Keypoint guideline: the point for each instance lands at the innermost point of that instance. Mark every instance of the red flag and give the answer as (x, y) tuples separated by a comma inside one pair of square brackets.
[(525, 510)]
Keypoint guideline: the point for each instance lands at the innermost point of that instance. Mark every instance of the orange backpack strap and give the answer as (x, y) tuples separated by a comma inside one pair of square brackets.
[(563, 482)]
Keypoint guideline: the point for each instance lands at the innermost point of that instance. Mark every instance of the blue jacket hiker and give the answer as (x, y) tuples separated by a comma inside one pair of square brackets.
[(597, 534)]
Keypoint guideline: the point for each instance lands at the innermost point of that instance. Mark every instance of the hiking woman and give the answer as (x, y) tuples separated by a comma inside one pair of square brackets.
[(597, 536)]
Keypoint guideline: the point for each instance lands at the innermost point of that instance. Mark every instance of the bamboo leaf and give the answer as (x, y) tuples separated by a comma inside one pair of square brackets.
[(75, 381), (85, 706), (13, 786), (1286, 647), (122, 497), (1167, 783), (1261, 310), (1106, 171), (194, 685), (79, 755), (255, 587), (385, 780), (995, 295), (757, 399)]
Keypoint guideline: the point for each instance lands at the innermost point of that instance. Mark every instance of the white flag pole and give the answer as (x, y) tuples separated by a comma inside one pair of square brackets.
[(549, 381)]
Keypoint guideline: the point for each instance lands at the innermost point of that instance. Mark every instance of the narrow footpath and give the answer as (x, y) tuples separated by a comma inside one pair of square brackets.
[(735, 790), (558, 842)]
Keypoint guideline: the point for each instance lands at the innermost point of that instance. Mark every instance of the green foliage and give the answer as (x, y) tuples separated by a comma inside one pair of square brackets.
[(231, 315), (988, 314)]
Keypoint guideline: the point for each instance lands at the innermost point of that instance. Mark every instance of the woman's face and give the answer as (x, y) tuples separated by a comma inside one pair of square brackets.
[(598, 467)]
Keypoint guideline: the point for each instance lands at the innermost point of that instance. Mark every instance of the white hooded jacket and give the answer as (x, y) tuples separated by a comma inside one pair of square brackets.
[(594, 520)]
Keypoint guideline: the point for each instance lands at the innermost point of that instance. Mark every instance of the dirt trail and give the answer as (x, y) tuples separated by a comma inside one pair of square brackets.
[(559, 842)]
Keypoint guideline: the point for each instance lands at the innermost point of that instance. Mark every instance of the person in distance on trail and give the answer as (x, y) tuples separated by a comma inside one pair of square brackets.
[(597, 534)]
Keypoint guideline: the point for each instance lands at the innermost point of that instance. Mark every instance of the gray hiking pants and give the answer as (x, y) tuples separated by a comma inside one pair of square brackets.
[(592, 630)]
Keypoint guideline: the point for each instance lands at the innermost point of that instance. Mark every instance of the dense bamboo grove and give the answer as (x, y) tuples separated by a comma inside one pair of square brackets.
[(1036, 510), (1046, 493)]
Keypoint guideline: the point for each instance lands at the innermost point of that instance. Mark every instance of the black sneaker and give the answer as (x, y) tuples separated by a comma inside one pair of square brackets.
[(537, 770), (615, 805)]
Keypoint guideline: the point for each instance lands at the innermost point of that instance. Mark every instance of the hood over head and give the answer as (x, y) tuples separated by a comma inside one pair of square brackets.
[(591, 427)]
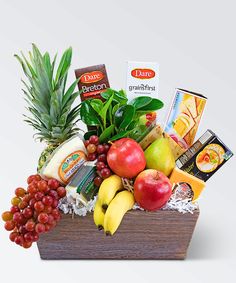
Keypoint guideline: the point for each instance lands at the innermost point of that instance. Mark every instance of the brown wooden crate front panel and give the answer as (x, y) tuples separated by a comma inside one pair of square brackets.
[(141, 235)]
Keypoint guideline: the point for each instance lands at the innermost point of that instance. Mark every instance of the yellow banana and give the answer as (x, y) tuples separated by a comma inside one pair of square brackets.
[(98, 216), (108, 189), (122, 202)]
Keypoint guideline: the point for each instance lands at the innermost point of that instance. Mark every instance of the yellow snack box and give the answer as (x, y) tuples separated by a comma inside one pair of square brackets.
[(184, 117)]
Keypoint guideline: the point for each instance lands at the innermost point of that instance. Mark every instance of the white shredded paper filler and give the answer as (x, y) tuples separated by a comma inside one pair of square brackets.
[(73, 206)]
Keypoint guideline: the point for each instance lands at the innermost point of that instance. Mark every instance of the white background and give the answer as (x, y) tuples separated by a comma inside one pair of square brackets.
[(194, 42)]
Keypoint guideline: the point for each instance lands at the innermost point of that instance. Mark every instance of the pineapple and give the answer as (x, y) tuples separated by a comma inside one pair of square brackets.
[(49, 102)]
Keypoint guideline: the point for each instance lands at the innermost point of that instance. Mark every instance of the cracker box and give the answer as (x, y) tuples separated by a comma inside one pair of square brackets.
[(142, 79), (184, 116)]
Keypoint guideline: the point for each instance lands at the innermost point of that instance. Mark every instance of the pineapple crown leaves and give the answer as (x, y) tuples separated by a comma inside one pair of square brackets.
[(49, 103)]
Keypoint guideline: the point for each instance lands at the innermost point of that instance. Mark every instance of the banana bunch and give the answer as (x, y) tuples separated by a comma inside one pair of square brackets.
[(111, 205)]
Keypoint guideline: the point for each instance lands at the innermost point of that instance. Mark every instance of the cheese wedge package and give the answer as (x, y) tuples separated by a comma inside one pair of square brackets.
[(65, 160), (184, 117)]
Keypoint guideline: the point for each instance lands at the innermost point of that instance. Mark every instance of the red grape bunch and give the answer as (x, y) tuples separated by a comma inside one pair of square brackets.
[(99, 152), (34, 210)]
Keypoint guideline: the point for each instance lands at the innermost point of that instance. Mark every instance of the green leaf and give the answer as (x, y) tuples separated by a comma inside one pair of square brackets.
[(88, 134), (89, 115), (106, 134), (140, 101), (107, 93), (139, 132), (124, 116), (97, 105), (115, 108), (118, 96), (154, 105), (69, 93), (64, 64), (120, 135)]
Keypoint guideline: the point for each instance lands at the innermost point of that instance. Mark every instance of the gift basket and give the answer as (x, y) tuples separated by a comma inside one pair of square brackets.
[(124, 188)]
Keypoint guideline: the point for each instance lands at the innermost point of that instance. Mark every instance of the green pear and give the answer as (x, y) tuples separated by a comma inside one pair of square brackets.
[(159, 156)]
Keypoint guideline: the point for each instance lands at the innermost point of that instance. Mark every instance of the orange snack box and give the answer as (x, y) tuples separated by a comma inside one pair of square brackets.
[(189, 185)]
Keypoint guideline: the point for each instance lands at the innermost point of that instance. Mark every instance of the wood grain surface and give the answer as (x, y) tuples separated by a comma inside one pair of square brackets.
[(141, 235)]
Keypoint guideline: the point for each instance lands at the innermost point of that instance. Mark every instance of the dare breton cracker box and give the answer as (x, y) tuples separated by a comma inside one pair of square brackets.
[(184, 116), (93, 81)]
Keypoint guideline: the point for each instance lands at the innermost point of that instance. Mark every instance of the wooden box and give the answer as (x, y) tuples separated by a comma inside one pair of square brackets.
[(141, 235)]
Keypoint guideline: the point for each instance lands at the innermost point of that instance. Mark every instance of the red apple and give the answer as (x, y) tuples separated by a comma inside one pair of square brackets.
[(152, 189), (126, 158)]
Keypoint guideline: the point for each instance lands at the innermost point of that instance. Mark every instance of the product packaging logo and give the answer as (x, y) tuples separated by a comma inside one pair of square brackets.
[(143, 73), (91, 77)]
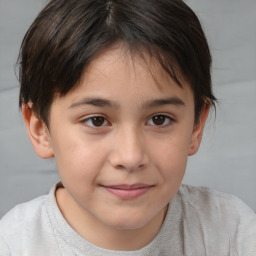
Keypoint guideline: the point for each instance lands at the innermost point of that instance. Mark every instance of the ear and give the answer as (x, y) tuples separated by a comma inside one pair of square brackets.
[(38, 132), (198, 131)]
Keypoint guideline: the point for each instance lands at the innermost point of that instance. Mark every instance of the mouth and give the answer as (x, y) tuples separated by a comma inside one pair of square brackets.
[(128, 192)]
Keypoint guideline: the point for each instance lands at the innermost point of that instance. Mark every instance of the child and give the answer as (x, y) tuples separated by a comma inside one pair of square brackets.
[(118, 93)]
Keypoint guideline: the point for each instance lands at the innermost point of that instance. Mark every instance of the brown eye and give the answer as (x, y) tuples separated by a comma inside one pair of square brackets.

-*-

THE EXERCISE:
Render the data above, from the line with "of the cheese" through the line with "[(65, 160), (184, 117)]", as a two-column CSV with columns entry_text and keypoints. Each row should pair a text with its answer, with each value in one quoted field and line breaks replaced by spaces.

SOLUTION:
entry_text,keypoints
"Keypoint guideline: the point for each instance lands at the innermost point of that instance. Mark every instance of the cheese wedge package and give the answer as (x, y) tuples separated by a comma inside one pair of square brackets.","[(65, 160), (184, 117)]"